Tony Bechara —Quand elle arrive aux États-Unis en 1939, elle tisse ses premiers contacts grâce à son mari, Jesse Loewenthal, un intellectuel originaire du Bronx qui était professeur d’anglais et écrivain. Il appartenait à un groupe d’artistes, de poètes et de philosophes qui vivaient à New York. C'est ainsi que Carmen a pu rencontrer Mark Rothko et Ad Reinhardt, le poète Louis Zukofsky, mais aussi Barnett Newman, dont elle fut particulièrement proche dans les années 1940.
Mais parmi les artistes qu'elle a le plus vénérés tout au long de sa carrière, il faut citer Francisco de Zurbarán. C'était un peintre religieux du 17e siècle qui a portraituré le monde monastique. Carmen a toujours affirmé qu'il était, à ses yeux, le premier minimaliste de tous les temps ! Elle me l'a fait remarquer à plusieurs reprises : « Qu'est-ce qu'un minimaliste ? », « Eh bien, le minimalisme, c'est quand tu travailles sur un tableau, et que tu commences à épurer et à enlever des choses, et encore et encore… jusqu’à atteindre le plus grand dépouillement ».

» Données fournies:
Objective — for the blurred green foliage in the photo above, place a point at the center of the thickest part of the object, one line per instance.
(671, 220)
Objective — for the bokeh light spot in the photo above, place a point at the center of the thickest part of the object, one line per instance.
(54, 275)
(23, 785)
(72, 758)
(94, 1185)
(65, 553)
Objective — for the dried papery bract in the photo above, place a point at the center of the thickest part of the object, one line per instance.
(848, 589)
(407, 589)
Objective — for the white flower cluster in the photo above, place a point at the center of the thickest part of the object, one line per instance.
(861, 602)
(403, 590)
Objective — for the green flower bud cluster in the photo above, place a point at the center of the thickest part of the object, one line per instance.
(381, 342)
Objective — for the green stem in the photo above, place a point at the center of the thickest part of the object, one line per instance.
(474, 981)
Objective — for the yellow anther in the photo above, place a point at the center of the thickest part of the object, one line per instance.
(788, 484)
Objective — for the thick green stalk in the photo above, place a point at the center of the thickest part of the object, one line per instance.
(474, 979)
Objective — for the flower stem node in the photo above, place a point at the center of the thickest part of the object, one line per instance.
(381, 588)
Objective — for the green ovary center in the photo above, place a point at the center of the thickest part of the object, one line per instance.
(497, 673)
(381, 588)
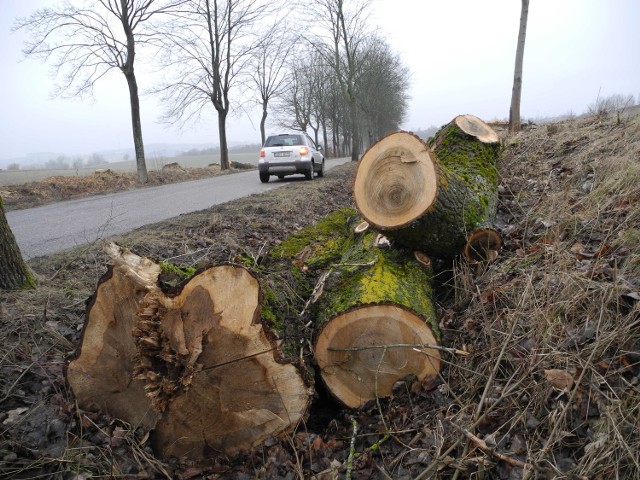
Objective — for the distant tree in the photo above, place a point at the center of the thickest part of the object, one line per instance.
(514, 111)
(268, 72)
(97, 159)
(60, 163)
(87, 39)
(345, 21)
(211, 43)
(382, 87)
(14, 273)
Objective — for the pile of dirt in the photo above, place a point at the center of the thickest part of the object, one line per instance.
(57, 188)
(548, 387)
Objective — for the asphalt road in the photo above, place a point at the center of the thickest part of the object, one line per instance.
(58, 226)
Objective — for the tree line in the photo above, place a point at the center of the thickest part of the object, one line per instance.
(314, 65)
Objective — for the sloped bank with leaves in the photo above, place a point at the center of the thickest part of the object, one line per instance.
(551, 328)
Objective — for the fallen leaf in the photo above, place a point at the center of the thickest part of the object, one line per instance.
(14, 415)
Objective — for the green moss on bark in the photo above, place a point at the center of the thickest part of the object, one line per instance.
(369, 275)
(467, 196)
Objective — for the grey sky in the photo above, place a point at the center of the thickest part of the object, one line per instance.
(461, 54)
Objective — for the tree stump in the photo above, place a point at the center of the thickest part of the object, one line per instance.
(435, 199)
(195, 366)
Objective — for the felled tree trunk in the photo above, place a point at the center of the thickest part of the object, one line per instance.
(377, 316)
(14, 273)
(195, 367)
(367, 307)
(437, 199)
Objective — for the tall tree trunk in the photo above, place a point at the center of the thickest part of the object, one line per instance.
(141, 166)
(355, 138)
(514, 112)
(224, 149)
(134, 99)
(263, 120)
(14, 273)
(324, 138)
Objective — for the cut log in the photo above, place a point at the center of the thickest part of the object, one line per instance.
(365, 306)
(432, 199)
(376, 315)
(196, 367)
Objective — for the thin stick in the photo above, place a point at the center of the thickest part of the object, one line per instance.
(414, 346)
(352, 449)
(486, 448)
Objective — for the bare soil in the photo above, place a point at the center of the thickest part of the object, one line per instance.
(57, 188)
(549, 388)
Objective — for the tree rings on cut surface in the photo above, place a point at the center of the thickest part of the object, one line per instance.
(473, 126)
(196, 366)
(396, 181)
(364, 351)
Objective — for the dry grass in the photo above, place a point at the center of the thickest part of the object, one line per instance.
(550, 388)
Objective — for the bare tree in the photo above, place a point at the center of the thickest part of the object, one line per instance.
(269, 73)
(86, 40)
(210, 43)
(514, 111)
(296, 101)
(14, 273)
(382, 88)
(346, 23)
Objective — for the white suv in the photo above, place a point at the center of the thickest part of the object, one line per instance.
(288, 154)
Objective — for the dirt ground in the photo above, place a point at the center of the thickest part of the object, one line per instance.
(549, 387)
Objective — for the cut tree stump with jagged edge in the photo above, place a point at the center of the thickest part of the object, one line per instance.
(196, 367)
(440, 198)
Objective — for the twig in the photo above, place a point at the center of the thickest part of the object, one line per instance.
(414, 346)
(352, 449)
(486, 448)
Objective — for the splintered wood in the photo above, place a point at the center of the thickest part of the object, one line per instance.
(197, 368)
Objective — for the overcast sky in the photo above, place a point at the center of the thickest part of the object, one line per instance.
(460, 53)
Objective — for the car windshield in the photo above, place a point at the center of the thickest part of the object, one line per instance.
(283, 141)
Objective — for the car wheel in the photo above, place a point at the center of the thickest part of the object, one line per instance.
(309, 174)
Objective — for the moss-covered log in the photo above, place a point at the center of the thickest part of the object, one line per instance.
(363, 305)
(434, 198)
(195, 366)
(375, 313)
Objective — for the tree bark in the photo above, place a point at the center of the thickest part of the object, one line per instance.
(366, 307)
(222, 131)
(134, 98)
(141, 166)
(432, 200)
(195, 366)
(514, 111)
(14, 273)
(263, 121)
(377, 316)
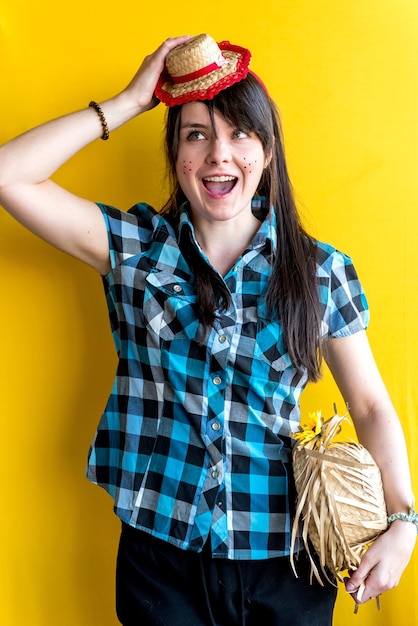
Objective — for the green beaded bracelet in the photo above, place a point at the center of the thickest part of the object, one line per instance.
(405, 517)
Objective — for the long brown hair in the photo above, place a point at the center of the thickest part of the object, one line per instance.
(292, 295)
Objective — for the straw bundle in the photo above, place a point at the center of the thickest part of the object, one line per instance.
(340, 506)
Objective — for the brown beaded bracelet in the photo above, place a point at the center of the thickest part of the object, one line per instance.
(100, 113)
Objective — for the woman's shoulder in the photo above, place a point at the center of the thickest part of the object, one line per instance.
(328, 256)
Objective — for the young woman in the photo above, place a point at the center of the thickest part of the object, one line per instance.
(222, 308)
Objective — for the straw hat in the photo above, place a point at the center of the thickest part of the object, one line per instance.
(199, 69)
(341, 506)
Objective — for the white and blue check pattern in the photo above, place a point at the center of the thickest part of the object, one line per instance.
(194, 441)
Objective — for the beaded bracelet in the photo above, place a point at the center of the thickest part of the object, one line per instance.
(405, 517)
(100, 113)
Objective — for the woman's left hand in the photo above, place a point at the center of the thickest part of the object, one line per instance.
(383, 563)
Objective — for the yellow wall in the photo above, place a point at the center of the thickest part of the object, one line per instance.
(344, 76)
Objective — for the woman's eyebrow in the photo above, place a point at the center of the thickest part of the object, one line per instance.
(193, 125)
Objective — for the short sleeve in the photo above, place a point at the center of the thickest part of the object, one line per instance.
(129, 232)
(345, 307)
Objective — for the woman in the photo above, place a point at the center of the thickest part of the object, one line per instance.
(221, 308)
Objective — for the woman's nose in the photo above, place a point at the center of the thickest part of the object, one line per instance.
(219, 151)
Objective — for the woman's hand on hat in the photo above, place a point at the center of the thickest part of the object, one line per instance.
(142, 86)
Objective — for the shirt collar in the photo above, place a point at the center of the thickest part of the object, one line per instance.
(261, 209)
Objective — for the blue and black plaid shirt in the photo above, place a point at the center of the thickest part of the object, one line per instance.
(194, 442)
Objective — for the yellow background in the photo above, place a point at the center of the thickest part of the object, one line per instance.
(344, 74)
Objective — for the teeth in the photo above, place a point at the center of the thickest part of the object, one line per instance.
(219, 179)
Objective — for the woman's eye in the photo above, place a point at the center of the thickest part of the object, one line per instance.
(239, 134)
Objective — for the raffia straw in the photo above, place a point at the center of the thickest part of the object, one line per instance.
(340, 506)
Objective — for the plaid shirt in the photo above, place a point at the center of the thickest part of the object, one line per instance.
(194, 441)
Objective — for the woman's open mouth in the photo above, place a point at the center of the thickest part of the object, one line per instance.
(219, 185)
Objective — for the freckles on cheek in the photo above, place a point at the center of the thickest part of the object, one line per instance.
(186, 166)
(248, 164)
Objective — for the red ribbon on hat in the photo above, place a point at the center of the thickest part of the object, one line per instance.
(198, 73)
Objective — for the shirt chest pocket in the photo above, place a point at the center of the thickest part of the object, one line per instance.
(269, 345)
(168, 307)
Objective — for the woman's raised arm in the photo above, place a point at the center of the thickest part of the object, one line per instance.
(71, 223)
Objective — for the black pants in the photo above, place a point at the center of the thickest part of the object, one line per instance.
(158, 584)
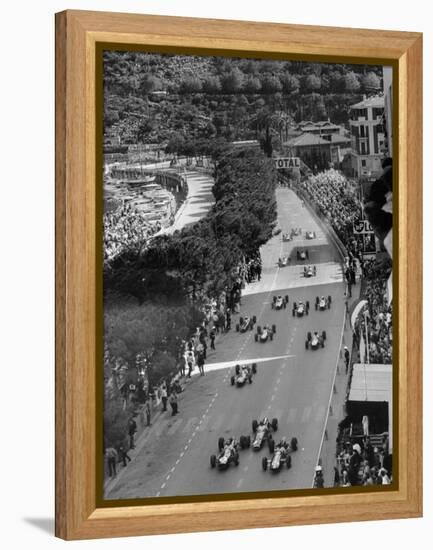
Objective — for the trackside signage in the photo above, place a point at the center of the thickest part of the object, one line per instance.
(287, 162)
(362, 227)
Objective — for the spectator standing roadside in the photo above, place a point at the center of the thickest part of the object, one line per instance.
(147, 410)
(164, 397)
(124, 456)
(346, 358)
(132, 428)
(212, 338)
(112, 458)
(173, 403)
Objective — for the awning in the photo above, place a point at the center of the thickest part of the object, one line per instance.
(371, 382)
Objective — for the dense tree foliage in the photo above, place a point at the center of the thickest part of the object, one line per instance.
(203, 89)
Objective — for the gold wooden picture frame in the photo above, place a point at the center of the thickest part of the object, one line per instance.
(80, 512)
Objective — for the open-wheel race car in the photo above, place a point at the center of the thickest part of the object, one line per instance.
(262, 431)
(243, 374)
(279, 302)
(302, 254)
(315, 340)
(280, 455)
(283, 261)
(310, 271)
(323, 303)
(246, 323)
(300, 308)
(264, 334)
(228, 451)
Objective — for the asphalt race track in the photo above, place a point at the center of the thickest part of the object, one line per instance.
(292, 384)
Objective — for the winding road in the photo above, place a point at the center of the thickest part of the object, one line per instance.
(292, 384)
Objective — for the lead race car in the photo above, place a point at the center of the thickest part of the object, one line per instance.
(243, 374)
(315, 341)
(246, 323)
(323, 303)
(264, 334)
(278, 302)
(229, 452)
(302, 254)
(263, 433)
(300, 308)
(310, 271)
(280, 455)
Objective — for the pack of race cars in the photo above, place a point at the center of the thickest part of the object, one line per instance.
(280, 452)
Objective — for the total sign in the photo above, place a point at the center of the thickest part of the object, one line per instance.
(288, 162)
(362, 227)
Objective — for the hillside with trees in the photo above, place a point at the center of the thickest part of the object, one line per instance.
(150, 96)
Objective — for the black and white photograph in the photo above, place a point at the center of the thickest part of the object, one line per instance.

» Exercice: Recopiez sans modification le passage de l'extrait consacré à Carmen, depuis « Tony Bechara —Quand » jusqu'à « les années 1940. » inclus.

» Résultat de l'exercice:
Tony Bechara —Quand elle arrive aux États-Unis en 1939, elle tisse ses premiers contacts grâce à son mari, Jesse Loewenthal, un intellectuel originaire du Bronx qui était professeur d’anglais et écrivain. Il appartenait à un groupe d’artistes, de poètes et de philosophes qui vivaient à New York. C'est ainsi que Carmen a pu rencontrer Mark Rothko et Ad Reinhardt, le poète Louis Zukofsky, mais aussi Barnett Newman, dont elle fut particulièrement proche dans les années 1940.